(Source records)
▬▬▬▬▬▬▬▬▬▬
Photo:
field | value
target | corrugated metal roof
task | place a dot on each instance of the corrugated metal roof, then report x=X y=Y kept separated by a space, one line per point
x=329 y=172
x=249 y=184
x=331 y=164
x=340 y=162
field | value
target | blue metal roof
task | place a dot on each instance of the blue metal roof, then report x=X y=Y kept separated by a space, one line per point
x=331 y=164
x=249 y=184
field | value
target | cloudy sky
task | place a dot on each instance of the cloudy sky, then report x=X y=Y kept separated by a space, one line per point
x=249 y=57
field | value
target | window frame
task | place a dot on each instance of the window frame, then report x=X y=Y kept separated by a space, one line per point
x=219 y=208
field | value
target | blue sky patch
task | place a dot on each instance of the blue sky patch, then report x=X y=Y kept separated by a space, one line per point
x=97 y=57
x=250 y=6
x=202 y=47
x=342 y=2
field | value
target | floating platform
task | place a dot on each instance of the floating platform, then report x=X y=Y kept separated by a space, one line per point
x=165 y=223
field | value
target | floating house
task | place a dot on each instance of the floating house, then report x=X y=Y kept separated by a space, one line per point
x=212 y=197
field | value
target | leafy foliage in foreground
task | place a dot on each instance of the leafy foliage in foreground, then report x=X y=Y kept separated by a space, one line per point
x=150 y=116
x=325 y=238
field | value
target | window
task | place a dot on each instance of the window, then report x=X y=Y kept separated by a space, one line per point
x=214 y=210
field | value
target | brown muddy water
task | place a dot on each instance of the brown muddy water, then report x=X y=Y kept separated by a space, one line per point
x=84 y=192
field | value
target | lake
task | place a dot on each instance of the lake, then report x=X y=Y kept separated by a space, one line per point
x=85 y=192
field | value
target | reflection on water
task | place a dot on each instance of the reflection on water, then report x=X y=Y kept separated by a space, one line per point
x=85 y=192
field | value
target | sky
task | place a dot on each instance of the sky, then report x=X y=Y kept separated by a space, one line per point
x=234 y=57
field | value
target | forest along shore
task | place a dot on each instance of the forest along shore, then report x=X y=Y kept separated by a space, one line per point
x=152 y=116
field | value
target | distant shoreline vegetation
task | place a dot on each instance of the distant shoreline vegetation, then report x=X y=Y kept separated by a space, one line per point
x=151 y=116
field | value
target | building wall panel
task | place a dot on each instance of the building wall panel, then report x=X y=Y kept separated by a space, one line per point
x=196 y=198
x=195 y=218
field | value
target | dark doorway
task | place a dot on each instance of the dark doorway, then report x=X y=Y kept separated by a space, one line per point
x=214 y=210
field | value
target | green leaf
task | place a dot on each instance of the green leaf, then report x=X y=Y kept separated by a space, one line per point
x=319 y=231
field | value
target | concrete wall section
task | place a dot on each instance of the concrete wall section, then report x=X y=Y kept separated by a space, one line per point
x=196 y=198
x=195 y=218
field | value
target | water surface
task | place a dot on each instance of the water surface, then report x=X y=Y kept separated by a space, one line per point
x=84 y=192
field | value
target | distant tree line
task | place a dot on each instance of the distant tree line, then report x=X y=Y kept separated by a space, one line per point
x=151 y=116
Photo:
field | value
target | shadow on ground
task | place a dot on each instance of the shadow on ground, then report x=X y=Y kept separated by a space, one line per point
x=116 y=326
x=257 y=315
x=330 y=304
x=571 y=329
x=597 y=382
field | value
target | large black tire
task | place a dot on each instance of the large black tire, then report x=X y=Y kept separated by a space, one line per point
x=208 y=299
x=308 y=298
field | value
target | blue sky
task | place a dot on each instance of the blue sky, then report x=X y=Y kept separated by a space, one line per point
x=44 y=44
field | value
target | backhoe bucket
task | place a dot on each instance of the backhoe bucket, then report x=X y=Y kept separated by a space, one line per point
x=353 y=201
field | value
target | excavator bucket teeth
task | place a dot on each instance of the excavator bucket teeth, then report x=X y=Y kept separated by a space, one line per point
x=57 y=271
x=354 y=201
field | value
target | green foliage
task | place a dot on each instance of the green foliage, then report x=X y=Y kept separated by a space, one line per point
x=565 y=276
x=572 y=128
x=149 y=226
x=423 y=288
▬▬▬▬▬▬▬▬▬▬
WORK TO BE COMPLETED — Please restate each record exactly as it reads.

EXPECTED OUTPUT —
Photo:
field | value
target | corrugated metal roof
task | place a dot on each instance of the corrugated metal roof, then report x=X y=Y kept separated by a space, one line per point
x=329 y=172
x=249 y=184
x=331 y=164
x=340 y=162
field | value
target | blue metal roof
task | place a dot on each instance of the blue metal roof, then report x=X y=Y kept separated by a space, one line per point
x=331 y=164
x=249 y=184
field | value
target | cloudy sky
task | place a dot on each instance of the cloudy sky, then report x=X y=Y kept separated by a space, one line per point
x=249 y=57
field | value
target | window frame
task | place a dot on each instance of the window frame, then report x=X y=Y kept separated by a space, one line per point
x=219 y=208
field | value
target | blue sky patch
task | place a dot on each instance of the blue sky patch, then report x=X y=Y kept separated by a space, one line per point
x=97 y=57
x=250 y=6
x=202 y=47
x=342 y=2
field | value
target | floating platform
task | place a dot on each instance of the floating platform, then report x=X y=Y kept separated by a space, one line per point
x=165 y=223
field | value
target | floating house
task | place a dot on each instance of the floating house, then report x=X y=Y kept separated by a space, one line per point
x=212 y=197
field | value
target | leafy foliage in foreground
task | place a dot on each instance of the leafy foliage in foreground, then report x=X y=Y kept separated by a space, one line per point
x=150 y=116
x=325 y=238
field | value
target | window
task | place a dot on each instance of the window, then report x=X y=Y kept separated by a space, one line per point
x=214 y=210
field | value
target | brown muddy water
task | place a dot on each instance of the brown muddy water, then report x=X y=Y kept separated by a space, one line per point
x=84 y=192
field | value
target | lake
task | place a dot on each instance of the lake, then report x=X y=Y kept separated by a space, one line per point
x=85 y=192
field | value
target | reflection on water
task | place a dot on each instance of the reflection on water, then report x=X y=Y kept separated by a space, one line per point
x=85 y=192
field | value
target | sky
task | place a dot on each instance of the sky, then report x=X y=Y kept separated by a space, one line per point
x=234 y=57
field | value
target | forest along shore
task | place a dot on each instance of the forest along shore, then report x=X y=Y kept separated by a space, one line per point
x=152 y=116
field | value
target | distant shoreline vegetation
task | place a dot on each instance of the distant shoreline vegetation, then report x=X y=Y kept separated by a space, one line per point
x=151 y=116
field | value
target | building wall panel
task | place a dot on each instance of the building wall panel, then report x=X y=Y kept separated by a space, one line per point
x=196 y=198
x=195 y=218
field | value
target | dark doorway
task | place a dot on each instance of the dark doorway, then report x=X y=Y kept separated by a space, one line per point
x=214 y=210
field | value
target | green leaf
task | place a dot on each instance of the green leaf, then report x=X y=Y kept separated by a space, one line per point
x=319 y=231
field | value
target | concrete wall section
task | place a dot on each instance of the concrete wall section, then report x=X y=Y kept separated by a space, one line per point
x=196 y=198
x=195 y=218
field | value
target | water surface
task | place a dot on each instance of the water surface, then report x=X y=Y kept separated by a space, one line per point
x=84 y=192
field | value
target | distant tree line
task | place a dot on each instance of the distant tree line, then report x=X y=Y kept separated by a space, one line per point
x=151 y=116
Photo:
field | value
target | shadow on ground
task | place a dot on each instance of the shadow on ground, then report x=X y=Y kept separated by a space, one line per point
x=116 y=326
x=257 y=315
x=330 y=304
x=571 y=329
x=597 y=382
field | value
target | large black tire
task | place a dot on each instance of the large black tire, then report x=X y=Y kept separated by a space, one line per point
x=208 y=299
x=308 y=298
field | value
target | blue sky
task | place a dot on each instance of the blue sky, then report x=X y=Y kept separated by a space, one line per point
x=44 y=44
field | value
target | backhoe bucket
task | place a dot on each instance of the backhoe bucket, then report x=X y=Y kept separated by a space, one line per point
x=353 y=201
field | value
target | excavator bucket teeth
task | place a dot on each instance of the excavator bucket teeth, then report x=X y=Y kept separated by a space, one line per point
x=57 y=271
x=354 y=201
field | value
target | green foliage
task | place a dot on each instance of the green foliage, then report x=X y=Y kept separated by a space, one line per point
x=565 y=276
x=572 y=128
x=149 y=226
x=423 y=288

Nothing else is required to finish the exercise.